TASKS FOR THIS EXERCISE:
(A) Reproduce the passage on hostage recovery in Gaza from "The military’s latest" to "attacks on troops.".
(B) Answer these from the passage on hostage recovery in Gaza:
(i) About how far below ground was the tunnel where the five bodies were recovered?
(ii) Which IDF division does Daniel Hagari credit with destroying over 100 kilometers of tunnels?
(iii) How many of the 251 hostages remain in Gaza?

TEXT TO READ:

* * * * *

During a raid last week the IDF recovered the bodies of five hostages buried behind a wall inside a tunnel some 20m below ground in southern Gaza’s Khan Younis, a discovery made using information provided by a detained terrorist, according to the military.

Israeli military chief Herzi Halevi said after the operation that “we were near these bodies before, we didn’t know how to reach out. Now we knew how to reach out.

“We brought five [slain hostages], that otherwise it’s not certain we would have ever found them.”

In April the IDF recovered the body of hostage Elad Katzir, who had reportedly been killed by the Palestinian Islamic Jihad group in Gaza, and his body buried in the Khan Younis refugee camp where terrorists operated.

Using visual intelligence on the site where Katzir was held, the IDF sent forces to find his body.

According to the military’s assessments, Katzir’s captors were likely the only ones who knew where he was being held, and all had been killed by the IDF.

The military’s latest analysis of the circumstances indicates that as time passes, the likelihood of obtaining vital intelligence on the whereabouts of the hostages increases, but the odds that they will be found alive decreases. The key to discovering the remaining hostages appears to lie in dismantling the network of tunnels under Gaza, which requires ground-force invasions of the region.

The IDF believes Hamas operatives use the tunnels as means of transport, places of shelter, and to launch attacks on troops. 

While the military said it has got better at locating Hamas’s tunnels after finding and demolishing many of the major passages, it is unlikely that they will succeed in finding every last one.

Israeli military spokesperson Daniel Hagari said in a post on X on Tuesday that the IDF’s 98th Division has achieved the “destruction of over 100 kilometres” of terrorist tunnels as of Tuesday.

According to the Times of Israel, the military finds new tunnels by interrogating captured terrorists and searching areas from where rockets were launched or where gunmen attacked Israeli troops. Nearly 300 days after October 7, 111 of the 251 hostages remain in Gaza, including the bodies of 39 confirmed dead by the IDF, and the pressure has been mounting as hostages’ family members push for the return of their loved ones before time runs out.

* * * * *

RAW RECORDS:
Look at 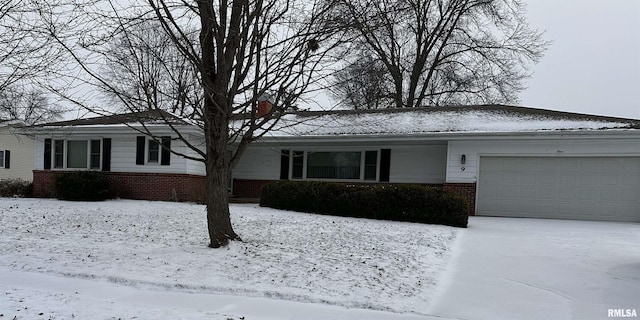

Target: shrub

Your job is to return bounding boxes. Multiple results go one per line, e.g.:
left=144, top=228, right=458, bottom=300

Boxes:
left=260, top=181, right=469, bottom=227
left=0, top=179, right=33, bottom=198
left=54, top=171, right=107, bottom=201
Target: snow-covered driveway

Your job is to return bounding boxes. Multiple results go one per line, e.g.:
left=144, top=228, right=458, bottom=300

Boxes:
left=429, top=217, right=640, bottom=320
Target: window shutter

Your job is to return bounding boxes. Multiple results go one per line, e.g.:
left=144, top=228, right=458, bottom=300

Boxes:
left=102, top=138, right=111, bottom=171
left=4, top=150, right=11, bottom=169
left=160, top=137, right=171, bottom=166
left=280, top=150, right=289, bottom=180
left=136, top=136, right=147, bottom=164
left=380, top=149, right=391, bottom=182
left=44, top=139, right=51, bottom=170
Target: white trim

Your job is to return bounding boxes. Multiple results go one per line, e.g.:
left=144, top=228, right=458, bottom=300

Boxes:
left=288, top=147, right=382, bottom=183
left=50, top=137, right=104, bottom=171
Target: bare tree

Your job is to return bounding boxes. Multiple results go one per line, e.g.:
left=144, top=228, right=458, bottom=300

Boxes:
left=102, top=19, right=202, bottom=118
left=331, top=54, right=393, bottom=109
left=40, top=0, right=342, bottom=248
left=0, top=0, right=59, bottom=92
left=0, top=85, right=66, bottom=125
left=333, top=0, right=548, bottom=108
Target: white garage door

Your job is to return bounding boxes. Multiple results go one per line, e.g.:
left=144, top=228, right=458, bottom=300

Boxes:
left=476, top=157, right=640, bottom=222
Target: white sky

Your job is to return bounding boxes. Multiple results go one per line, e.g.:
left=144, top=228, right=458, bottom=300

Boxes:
left=520, top=0, right=640, bottom=119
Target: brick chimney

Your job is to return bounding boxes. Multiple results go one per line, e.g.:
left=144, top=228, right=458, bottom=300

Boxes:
left=258, top=93, right=273, bottom=117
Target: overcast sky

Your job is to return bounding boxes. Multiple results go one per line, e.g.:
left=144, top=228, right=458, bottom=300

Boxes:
left=520, top=0, right=640, bottom=119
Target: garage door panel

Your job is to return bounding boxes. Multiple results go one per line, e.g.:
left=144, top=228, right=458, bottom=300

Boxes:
left=476, top=157, right=640, bottom=222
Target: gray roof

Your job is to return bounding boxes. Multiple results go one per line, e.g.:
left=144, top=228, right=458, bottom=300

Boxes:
left=266, top=105, right=640, bottom=137
left=35, top=110, right=189, bottom=127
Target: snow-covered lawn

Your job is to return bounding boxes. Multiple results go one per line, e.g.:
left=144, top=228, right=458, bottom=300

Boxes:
left=0, top=198, right=460, bottom=320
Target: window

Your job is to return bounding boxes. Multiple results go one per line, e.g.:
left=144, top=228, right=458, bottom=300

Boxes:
left=147, top=140, right=160, bottom=163
left=291, top=150, right=379, bottom=181
left=364, top=151, right=378, bottom=181
left=67, top=140, right=87, bottom=169
left=136, top=136, right=171, bottom=166
left=53, top=139, right=102, bottom=170
left=53, top=140, right=64, bottom=169
left=89, top=140, right=102, bottom=169
left=307, top=152, right=362, bottom=179
left=291, top=151, right=304, bottom=179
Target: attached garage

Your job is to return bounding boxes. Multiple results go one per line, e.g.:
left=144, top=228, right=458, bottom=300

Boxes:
left=476, top=156, right=640, bottom=222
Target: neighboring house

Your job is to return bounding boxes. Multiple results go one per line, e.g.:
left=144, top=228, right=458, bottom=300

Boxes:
left=0, top=121, right=35, bottom=181
left=23, top=112, right=204, bottom=201
left=22, top=105, right=640, bottom=222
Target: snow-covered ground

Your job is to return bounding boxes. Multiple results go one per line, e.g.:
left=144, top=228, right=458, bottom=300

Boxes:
left=0, top=198, right=640, bottom=320
left=429, top=217, right=640, bottom=320
left=0, top=198, right=460, bottom=319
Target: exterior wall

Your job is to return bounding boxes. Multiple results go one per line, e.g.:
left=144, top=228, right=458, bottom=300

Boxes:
left=233, top=146, right=280, bottom=180
left=444, top=183, right=476, bottom=216
left=35, top=133, right=198, bottom=175
left=233, top=144, right=447, bottom=184
left=389, top=145, right=447, bottom=184
left=33, top=170, right=205, bottom=202
left=233, top=179, right=277, bottom=198
left=0, top=126, right=35, bottom=181
left=446, top=138, right=640, bottom=183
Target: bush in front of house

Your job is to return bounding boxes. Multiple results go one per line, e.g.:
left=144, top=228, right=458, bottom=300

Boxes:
left=260, top=181, right=469, bottom=228
left=54, top=171, right=107, bottom=201
left=0, top=179, right=33, bottom=198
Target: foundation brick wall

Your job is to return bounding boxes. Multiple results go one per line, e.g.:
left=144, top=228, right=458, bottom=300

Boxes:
left=233, top=179, right=278, bottom=198
left=33, top=170, right=205, bottom=202
left=33, top=170, right=476, bottom=216
left=443, top=183, right=476, bottom=216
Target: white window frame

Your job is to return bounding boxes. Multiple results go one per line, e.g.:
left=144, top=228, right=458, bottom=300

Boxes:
left=289, top=148, right=382, bottom=183
left=144, top=139, right=162, bottom=166
left=51, top=138, right=104, bottom=171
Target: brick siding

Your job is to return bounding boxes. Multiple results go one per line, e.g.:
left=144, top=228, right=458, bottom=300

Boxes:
left=33, top=170, right=205, bottom=202
left=233, top=179, right=277, bottom=198
left=444, top=183, right=476, bottom=216
left=33, top=170, right=476, bottom=216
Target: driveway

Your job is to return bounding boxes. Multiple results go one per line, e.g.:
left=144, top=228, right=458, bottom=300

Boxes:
left=429, top=217, right=640, bottom=320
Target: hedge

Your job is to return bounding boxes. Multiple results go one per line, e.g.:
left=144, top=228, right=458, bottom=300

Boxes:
left=260, top=181, right=469, bottom=228
left=0, top=179, right=33, bottom=198
left=54, top=171, right=107, bottom=201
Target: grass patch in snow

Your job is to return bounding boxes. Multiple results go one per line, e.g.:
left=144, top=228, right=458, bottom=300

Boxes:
left=0, top=198, right=458, bottom=313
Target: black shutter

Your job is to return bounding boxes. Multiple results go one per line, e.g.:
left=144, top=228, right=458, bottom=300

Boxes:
left=160, top=137, right=171, bottom=166
left=44, top=139, right=51, bottom=170
left=102, top=138, right=111, bottom=171
left=380, top=149, right=391, bottom=182
left=4, top=150, right=11, bottom=169
left=280, top=150, right=289, bottom=180
left=136, top=137, right=147, bottom=164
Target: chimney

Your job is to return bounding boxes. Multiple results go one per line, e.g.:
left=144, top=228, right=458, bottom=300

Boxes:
left=258, top=93, right=273, bottom=117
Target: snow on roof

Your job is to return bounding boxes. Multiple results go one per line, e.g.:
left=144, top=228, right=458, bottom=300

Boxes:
left=36, top=110, right=189, bottom=127
left=267, top=105, right=640, bottom=137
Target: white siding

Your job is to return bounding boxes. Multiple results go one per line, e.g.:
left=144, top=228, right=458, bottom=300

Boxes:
left=233, top=145, right=447, bottom=183
left=447, top=139, right=640, bottom=183
left=389, top=145, right=447, bottom=183
left=0, top=127, right=35, bottom=181
left=233, top=146, right=281, bottom=180
left=186, top=135, right=206, bottom=176
left=35, top=133, right=192, bottom=174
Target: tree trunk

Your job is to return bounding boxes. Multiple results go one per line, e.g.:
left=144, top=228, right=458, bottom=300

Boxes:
left=205, top=109, right=241, bottom=248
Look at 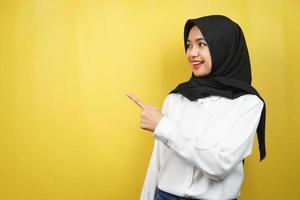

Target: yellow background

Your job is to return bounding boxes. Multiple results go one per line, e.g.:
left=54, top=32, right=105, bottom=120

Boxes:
left=0, top=0, right=300, bottom=200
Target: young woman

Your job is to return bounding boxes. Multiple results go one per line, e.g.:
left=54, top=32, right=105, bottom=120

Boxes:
left=128, top=15, right=266, bottom=200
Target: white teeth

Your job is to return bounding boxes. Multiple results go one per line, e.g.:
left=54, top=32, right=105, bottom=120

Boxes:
left=192, top=61, right=204, bottom=65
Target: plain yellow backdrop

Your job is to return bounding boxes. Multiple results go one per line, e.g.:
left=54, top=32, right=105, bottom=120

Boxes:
left=0, top=0, right=300, bottom=200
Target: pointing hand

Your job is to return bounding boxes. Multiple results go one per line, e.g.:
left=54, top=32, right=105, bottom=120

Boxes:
left=126, top=93, right=163, bottom=132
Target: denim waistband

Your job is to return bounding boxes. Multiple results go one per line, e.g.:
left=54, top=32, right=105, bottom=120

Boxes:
left=154, top=188, right=237, bottom=200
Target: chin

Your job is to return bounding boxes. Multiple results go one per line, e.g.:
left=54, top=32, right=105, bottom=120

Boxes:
left=193, top=72, right=207, bottom=77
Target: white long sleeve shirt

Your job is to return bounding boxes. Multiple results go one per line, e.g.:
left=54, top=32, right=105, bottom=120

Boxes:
left=140, top=94, right=263, bottom=200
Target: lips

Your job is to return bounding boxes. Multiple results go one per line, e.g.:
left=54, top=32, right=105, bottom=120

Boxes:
left=191, top=60, right=204, bottom=69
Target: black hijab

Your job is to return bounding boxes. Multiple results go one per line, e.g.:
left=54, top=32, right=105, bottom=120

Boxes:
left=170, top=15, right=266, bottom=160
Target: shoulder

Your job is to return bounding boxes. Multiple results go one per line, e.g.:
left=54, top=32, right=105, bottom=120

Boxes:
left=223, top=94, right=264, bottom=112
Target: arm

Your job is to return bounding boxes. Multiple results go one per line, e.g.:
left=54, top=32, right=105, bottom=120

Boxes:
left=140, top=97, right=170, bottom=200
left=140, top=140, right=160, bottom=200
left=154, top=96, right=263, bottom=180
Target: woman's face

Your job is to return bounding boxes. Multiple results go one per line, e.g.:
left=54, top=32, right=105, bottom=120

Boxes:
left=186, top=26, right=212, bottom=77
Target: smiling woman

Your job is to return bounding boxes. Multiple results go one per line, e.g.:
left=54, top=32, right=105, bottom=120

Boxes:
left=186, top=26, right=211, bottom=77
left=135, top=15, right=266, bottom=200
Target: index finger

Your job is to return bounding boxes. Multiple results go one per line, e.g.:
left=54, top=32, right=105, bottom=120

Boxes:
left=126, top=93, right=145, bottom=109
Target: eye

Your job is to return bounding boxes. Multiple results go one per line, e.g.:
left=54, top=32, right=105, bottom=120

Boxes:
left=186, top=43, right=192, bottom=49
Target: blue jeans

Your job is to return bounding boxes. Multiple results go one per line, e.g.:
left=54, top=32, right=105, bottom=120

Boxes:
left=154, top=188, right=236, bottom=200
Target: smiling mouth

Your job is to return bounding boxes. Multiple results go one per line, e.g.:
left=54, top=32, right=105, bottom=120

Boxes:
left=191, top=61, right=204, bottom=68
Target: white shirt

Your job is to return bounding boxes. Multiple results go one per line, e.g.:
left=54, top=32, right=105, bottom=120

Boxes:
left=140, top=94, right=263, bottom=200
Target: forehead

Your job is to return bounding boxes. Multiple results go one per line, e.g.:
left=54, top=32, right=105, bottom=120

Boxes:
left=188, top=25, right=204, bottom=40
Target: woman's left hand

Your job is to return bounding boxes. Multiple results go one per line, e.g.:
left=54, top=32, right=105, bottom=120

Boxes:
left=126, top=93, right=163, bottom=132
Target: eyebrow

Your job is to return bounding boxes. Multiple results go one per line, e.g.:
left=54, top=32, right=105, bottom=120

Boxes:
left=187, top=38, right=206, bottom=42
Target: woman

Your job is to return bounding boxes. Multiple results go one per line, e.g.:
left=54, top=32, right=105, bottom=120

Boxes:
left=128, top=15, right=266, bottom=200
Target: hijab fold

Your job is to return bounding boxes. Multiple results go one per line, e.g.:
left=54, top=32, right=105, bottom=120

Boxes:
left=170, top=15, right=266, bottom=160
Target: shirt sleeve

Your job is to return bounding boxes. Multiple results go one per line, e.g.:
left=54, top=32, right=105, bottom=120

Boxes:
left=140, top=140, right=160, bottom=200
left=154, top=95, right=263, bottom=181
left=140, top=99, right=167, bottom=200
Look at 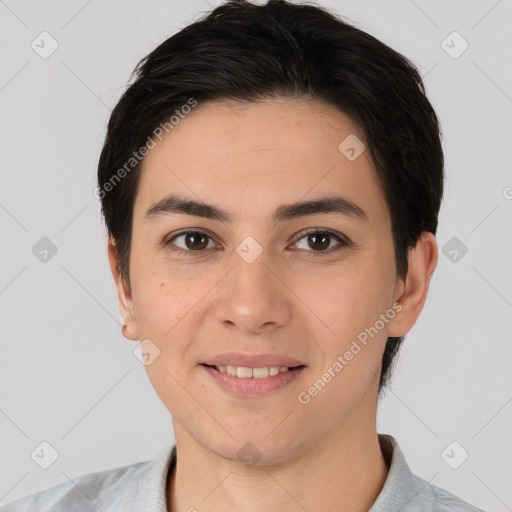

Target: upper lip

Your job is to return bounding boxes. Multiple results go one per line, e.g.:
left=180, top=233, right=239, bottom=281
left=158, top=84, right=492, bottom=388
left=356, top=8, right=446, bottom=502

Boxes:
left=202, top=352, right=304, bottom=368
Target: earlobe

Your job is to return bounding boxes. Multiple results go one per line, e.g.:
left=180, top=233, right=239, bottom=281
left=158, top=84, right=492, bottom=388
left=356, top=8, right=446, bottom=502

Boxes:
left=388, top=231, right=438, bottom=338
left=107, top=237, right=139, bottom=341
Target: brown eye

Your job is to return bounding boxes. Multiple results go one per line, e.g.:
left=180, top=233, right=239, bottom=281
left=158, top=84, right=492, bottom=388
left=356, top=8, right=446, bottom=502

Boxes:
left=167, top=231, right=211, bottom=252
left=295, top=230, right=349, bottom=256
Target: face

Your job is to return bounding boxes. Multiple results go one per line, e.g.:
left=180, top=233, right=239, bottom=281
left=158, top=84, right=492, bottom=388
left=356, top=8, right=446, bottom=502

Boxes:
left=111, top=99, right=420, bottom=463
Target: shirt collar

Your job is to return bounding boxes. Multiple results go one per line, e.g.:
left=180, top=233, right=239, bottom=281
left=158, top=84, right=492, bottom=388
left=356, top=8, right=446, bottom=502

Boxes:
left=137, top=434, right=428, bottom=512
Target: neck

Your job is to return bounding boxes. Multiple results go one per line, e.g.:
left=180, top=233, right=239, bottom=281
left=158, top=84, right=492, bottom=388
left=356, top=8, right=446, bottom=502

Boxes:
left=167, top=400, right=388, bottom=512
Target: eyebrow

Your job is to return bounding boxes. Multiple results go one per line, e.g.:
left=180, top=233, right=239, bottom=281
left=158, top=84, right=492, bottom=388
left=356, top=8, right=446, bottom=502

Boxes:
left=145, top=194, right=368, bottom=224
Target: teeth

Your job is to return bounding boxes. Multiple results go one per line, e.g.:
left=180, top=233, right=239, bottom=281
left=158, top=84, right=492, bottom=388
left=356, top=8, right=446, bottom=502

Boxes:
left=215, top=365, right=289, bottom=379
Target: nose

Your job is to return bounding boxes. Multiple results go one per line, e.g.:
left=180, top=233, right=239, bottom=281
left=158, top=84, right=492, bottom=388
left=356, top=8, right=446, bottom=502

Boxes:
left=215, top=252, right=292, bottom=334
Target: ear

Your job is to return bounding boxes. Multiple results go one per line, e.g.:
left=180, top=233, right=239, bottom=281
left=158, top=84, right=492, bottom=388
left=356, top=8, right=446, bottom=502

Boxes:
left=388, top=231, right=438, bottom=338
left=107, top=237, right=139, bottom=340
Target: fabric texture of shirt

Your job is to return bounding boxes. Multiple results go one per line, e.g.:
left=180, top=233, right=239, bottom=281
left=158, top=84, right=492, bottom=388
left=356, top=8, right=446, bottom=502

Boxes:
left=1, top=434, right=483, bottom=512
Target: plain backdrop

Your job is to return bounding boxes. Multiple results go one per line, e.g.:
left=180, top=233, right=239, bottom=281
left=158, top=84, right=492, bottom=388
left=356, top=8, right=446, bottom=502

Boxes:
left=0, top=0, right=512, bottom=511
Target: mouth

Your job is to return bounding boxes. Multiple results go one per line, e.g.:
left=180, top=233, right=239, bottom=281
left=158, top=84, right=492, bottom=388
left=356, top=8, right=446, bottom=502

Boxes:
left=201, top=363, right=306, bottom=379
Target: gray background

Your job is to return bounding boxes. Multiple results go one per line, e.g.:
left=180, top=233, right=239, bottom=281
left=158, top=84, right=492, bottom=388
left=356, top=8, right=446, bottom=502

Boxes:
left=0, top=0, right=512, bottom=511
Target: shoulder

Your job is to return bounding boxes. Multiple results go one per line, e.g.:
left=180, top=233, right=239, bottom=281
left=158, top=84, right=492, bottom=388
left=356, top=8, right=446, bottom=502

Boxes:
left=405, top=476, right=484, bottom=512
left=370, top=434, right=484, bottom=512
left=1, top=461, right=150, bottom=512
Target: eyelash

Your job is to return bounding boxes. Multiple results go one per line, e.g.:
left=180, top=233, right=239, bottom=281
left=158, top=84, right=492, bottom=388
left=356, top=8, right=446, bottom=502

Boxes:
left=164, top=228, right=351, bottom=258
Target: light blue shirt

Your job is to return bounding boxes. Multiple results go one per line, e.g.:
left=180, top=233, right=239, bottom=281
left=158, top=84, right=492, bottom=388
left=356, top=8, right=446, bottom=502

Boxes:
left=1, top=434, right=483, bottom=512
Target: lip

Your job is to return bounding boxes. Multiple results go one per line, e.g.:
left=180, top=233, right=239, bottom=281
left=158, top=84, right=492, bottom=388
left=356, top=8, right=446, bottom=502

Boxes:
left=201, top=365, right=306, bottom=398
left=202, top=352, right=305, bottom=368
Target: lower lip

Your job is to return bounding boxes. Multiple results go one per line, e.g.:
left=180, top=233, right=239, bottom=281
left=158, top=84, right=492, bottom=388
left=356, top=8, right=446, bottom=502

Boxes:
left=201, top=365, right=306, bottom=397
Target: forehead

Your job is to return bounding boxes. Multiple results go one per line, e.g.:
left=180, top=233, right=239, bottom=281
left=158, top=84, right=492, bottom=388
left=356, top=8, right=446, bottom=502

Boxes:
left=134, top=100, right=387, bottom=227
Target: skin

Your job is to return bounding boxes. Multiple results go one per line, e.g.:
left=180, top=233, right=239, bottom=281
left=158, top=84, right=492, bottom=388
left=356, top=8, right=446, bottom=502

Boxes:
left=107, top=99, right=437, bottom=512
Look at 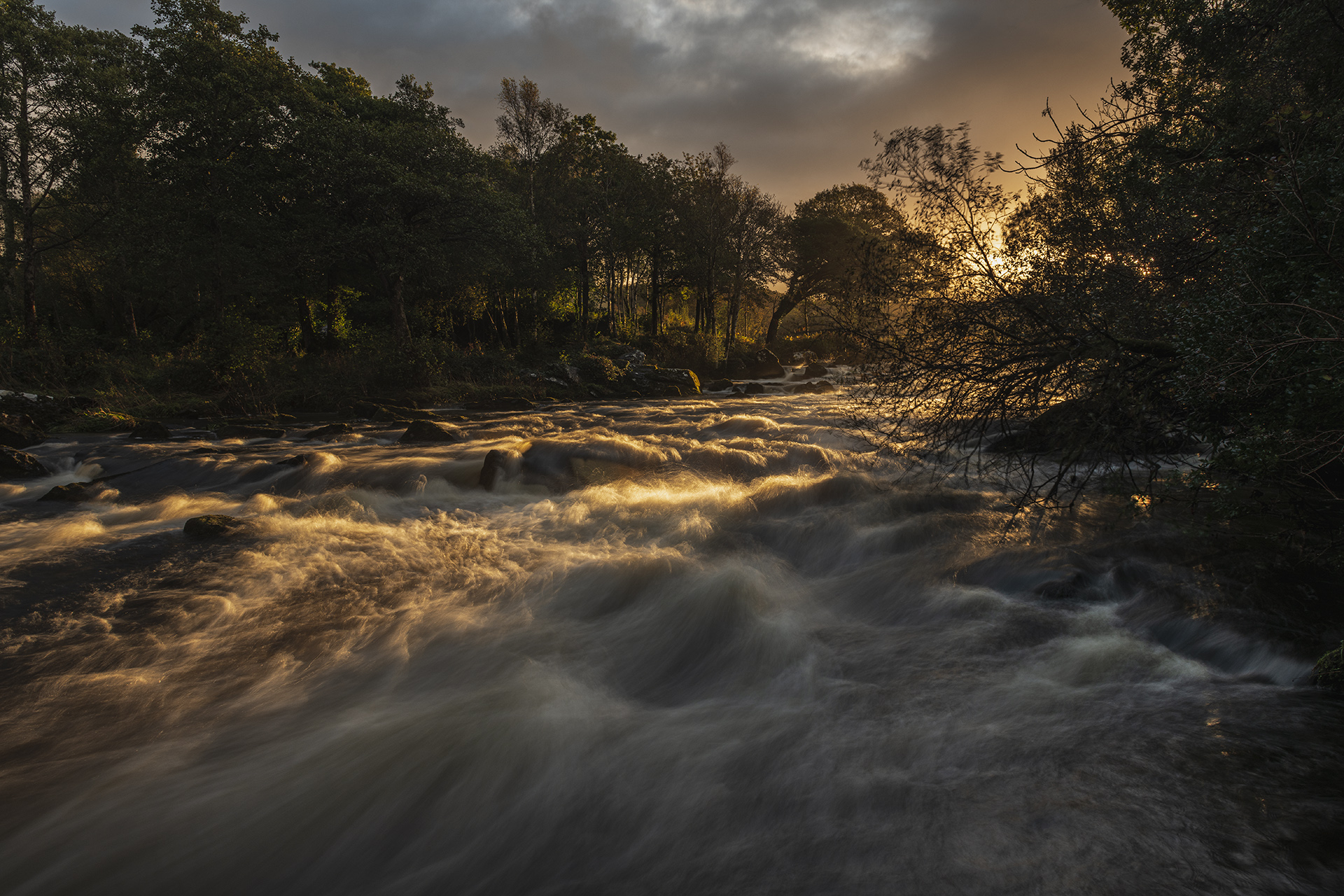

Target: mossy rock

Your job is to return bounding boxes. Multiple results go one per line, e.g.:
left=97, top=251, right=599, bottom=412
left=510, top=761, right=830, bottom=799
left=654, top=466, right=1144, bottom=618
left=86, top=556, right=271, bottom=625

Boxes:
left=51, top=408, right=136, bottom=433
left=1312, top=640, right=1344, bottom=693
left=181, top=513, right=244, bottom=539
left=0, top=447, right=51, bottom=479
left=398, top=421, right=465, bottom=444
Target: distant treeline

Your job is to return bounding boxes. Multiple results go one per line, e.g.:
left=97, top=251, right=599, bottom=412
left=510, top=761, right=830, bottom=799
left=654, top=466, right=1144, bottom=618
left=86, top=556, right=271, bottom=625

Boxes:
left=0, top=0, right=1344, bottom=531
left=0, top=0, right=890, bottom=389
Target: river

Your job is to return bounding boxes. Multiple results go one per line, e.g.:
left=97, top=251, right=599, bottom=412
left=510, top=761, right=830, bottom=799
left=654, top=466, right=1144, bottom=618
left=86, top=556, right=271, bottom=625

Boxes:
left=0, top=395, right=1344, bottom=896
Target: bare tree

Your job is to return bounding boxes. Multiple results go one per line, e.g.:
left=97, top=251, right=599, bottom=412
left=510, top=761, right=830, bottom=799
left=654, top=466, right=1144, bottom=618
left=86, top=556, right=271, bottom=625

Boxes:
left=495, top=78, right=570, bottom=212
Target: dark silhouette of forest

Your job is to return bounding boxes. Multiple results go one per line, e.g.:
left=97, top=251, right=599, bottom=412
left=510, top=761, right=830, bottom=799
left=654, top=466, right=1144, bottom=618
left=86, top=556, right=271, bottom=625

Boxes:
left=0, top=0, right=1344, bottom=547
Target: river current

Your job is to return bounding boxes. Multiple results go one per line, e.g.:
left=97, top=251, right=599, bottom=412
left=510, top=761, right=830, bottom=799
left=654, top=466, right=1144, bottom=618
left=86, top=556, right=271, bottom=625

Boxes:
left=0, top=395, right=1344, bottom=896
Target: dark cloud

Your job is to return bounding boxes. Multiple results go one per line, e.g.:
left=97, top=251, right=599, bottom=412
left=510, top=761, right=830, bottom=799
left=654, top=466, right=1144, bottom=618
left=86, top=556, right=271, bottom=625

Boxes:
left=47, top=0, right=1124, bottom=202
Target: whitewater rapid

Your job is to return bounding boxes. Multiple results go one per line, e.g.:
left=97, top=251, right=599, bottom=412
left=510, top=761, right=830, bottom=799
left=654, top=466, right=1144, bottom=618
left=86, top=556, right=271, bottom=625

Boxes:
left=0, top=395, right=1344, bottom=896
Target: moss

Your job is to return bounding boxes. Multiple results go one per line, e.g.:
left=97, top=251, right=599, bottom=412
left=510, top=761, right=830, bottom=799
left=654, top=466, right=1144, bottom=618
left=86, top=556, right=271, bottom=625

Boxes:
left=51, top=408, right=136, bottom=433
left=1312, top=640, right=1344, bottom=693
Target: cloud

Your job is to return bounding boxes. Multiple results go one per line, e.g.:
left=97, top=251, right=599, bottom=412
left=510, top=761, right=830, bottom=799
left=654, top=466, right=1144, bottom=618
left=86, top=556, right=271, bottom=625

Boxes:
left=48, top=0, right=1125, bottom=202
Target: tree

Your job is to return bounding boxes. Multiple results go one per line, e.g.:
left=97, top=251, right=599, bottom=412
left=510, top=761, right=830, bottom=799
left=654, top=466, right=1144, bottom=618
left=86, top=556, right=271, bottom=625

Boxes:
left=764, top=184, right=906, bottom=345
left=0, top=0, right=136, bottom=336
left=495, top=78, right=571, bottom=214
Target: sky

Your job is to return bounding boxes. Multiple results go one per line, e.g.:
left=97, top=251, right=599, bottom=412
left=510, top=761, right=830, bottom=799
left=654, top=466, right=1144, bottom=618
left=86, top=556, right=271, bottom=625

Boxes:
left=44, top=0, right=1125, bottom=204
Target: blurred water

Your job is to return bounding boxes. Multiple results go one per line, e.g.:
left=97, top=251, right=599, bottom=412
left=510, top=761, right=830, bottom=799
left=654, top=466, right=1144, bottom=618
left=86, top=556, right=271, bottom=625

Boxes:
left=0, top=396, right=1344, bottom=895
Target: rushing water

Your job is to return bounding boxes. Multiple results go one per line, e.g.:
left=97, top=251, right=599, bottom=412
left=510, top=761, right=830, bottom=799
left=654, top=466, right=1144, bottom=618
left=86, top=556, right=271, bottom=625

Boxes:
left=0, top=396, right=1344, bottom=896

* * * * *

SOLUTIONS FOR EACH TASK:
(A)
The military’s latest analysis of the circumstances indicates that as time passes, the likelihood of obtaining vital intelligence on the whereabouts of the hostages increases, but the odds that they will be found alive decreases. The key to discovering the remaining hostages appears to lie in dismantling the network of tunnels under Gaza, which requires ground-force invasions of the region.

The IDF believes Hamas operatives use the tunnels as means of transport, places of shelter, and to launch attacks on troops.

(B)
(i) Some 20m
(ii) The 98th Division
(iii) 111